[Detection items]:
□ □ □ □ □ □ □
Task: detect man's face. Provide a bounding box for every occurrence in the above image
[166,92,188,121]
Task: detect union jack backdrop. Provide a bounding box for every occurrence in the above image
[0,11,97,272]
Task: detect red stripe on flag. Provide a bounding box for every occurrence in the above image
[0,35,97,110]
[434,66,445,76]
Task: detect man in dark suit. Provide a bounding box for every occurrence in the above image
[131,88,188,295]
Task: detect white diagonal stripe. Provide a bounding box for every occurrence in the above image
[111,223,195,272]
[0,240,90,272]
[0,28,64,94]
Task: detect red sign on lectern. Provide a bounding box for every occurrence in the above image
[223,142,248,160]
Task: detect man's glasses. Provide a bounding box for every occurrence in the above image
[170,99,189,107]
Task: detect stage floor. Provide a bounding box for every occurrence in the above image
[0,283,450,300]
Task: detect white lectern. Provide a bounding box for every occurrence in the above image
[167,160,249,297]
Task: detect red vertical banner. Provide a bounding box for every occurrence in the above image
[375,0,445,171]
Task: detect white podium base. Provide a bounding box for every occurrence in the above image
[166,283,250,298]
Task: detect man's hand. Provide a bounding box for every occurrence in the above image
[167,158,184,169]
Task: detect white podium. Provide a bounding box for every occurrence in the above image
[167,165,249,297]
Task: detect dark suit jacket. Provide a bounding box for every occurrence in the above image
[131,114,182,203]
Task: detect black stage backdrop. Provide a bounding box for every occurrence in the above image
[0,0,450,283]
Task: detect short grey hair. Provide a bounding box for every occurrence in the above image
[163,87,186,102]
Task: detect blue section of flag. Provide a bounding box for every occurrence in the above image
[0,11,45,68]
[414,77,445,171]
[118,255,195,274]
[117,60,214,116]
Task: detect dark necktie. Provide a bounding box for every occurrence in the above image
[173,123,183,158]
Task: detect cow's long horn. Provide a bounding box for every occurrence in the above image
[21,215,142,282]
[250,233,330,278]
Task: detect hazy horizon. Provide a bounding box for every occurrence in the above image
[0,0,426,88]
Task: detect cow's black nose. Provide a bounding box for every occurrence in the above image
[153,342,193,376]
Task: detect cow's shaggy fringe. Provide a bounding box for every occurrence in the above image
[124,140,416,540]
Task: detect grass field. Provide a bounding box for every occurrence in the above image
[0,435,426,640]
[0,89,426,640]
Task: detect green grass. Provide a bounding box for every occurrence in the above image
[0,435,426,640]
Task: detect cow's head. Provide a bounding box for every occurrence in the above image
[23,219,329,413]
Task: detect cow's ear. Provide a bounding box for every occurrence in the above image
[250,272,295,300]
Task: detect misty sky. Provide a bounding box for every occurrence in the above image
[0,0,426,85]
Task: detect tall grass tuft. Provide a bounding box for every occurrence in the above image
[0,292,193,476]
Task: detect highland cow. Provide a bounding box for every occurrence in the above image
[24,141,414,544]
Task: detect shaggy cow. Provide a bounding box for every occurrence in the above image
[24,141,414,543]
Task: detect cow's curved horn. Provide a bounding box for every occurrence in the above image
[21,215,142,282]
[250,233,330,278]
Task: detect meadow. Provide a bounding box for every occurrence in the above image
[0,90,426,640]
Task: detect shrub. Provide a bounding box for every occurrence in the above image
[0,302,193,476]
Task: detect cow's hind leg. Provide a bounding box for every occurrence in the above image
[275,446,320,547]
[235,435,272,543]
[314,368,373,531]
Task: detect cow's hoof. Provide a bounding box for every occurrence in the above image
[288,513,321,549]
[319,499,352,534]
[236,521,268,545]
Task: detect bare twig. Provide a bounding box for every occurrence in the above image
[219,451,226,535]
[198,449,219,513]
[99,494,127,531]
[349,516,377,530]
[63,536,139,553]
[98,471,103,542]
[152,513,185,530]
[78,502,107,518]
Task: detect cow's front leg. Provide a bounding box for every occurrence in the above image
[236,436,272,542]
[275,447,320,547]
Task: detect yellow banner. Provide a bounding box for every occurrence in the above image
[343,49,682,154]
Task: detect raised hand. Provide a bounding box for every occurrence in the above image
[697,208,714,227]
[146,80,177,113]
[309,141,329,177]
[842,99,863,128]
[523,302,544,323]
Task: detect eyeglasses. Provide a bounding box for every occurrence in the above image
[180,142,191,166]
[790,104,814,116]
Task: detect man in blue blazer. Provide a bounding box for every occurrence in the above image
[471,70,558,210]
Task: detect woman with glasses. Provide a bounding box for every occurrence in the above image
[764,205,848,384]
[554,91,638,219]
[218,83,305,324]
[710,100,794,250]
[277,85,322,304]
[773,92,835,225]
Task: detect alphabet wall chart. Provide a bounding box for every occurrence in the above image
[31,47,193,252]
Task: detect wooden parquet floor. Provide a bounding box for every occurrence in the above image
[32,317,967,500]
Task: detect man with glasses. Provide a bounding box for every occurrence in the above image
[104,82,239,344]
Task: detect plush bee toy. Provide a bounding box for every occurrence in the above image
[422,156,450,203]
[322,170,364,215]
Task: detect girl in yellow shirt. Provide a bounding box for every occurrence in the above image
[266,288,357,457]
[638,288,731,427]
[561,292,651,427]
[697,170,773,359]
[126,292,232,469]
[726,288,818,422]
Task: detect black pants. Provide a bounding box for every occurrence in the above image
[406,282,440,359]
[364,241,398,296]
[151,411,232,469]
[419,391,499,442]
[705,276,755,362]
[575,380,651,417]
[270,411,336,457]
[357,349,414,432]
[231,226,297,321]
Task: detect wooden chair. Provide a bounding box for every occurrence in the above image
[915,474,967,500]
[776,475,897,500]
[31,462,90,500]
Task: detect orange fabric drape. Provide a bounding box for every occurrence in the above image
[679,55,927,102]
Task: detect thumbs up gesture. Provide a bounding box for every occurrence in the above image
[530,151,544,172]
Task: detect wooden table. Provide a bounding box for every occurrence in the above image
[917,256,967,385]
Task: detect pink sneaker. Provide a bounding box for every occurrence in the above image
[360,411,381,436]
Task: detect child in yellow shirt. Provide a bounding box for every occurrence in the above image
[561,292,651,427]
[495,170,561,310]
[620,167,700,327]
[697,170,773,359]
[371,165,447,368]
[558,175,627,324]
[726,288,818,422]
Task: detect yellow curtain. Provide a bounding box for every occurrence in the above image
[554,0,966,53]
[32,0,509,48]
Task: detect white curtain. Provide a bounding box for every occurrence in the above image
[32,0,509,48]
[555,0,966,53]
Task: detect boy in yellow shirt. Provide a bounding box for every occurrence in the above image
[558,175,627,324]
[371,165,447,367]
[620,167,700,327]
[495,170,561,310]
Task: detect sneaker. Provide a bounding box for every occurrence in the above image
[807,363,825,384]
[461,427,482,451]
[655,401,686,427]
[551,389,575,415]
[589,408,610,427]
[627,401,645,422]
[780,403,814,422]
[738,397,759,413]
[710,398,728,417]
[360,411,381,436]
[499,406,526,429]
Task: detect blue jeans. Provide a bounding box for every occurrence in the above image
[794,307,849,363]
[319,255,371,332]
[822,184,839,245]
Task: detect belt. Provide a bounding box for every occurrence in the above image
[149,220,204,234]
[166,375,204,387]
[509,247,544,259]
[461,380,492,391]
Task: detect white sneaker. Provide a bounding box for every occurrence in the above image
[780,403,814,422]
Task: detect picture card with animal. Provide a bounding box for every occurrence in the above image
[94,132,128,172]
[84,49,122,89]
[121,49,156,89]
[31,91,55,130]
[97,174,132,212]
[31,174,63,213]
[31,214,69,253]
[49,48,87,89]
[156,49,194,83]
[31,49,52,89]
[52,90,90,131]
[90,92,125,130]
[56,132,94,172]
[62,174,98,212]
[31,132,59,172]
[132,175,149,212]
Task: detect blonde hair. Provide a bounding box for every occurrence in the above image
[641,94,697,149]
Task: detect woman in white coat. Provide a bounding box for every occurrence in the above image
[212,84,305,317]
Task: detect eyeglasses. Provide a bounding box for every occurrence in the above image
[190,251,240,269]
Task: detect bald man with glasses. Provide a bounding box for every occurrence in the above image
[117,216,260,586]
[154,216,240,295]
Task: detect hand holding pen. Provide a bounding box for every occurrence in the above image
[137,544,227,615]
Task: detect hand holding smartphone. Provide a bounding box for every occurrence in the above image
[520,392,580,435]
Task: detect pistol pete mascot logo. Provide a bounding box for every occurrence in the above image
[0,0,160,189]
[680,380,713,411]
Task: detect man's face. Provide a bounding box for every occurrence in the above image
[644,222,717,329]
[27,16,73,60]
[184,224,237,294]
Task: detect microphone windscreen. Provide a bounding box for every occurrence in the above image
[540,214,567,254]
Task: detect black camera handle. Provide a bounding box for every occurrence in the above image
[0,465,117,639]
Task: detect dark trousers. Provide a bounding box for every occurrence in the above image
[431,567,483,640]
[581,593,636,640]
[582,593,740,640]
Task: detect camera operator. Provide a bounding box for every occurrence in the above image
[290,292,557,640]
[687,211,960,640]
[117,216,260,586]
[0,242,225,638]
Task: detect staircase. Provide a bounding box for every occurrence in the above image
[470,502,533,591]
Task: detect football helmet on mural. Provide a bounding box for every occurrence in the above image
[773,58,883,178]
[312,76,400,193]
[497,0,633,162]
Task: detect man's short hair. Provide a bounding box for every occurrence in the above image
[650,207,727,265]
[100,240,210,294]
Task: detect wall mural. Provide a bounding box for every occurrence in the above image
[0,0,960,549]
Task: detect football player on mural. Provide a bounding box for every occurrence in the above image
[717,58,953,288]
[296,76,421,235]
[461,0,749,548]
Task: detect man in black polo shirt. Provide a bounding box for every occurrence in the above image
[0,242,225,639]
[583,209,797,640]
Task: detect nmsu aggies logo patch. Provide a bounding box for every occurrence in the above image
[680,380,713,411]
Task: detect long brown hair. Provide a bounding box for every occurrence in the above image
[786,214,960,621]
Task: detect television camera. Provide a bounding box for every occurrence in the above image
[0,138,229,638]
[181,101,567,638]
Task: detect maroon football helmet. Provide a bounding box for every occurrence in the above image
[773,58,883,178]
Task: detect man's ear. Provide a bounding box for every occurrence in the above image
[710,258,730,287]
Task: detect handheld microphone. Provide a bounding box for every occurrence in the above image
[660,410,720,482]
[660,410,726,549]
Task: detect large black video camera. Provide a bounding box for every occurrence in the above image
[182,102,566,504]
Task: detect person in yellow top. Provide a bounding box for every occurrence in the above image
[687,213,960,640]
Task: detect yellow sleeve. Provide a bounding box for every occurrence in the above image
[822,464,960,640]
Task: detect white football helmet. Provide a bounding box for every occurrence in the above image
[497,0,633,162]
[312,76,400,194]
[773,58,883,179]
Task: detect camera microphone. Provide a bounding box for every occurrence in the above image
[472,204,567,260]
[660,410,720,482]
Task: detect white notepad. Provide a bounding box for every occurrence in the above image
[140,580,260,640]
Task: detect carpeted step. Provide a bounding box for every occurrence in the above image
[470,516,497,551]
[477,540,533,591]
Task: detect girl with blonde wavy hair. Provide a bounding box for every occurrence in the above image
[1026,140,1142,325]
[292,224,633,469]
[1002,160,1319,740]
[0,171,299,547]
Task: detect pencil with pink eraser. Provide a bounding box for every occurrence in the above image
□ □ □ □ □ □ □
[Do this]:
Copy out, word for word, the lines from the one containing "Task: detect dark suit" through the one containing "[153,342,193,376]", including both of those lines.

[Finished task]:
Task: detect dark suit jacket. Provide a bounding box for every occurrence in the above image
[131,114,182,203]
Task: detect black stage backdrop. Provide a bounding box for every occurrence in the above image
[0,0,450,283]
Task: detect short grey hair. Provide a bounding box for every occurrence in the above image
[163,87,186,102]
Task: detect blue section of flag. Provide a bounding box for every occurrence in the above image
[0,11,45,68]
[414,77,445,171]
[118,255,195,274]
[117,60,214,116]
Task: detect dark necktie. Provide a bounding box for every occurrence in the above image
[173,123,183,158]
Task: detect cow's long horn. Provide a bounding box for every occurrence in the above image
[21,215,142,282]
[250,233,330,278]
Task: detect hazy horizon. Provide a bounding box for every occurrence in the above image
[0,0,426,88]
Task: detect cow's black nose. Provide a bounding box for every occurrence in the above image
[153,342,193,376]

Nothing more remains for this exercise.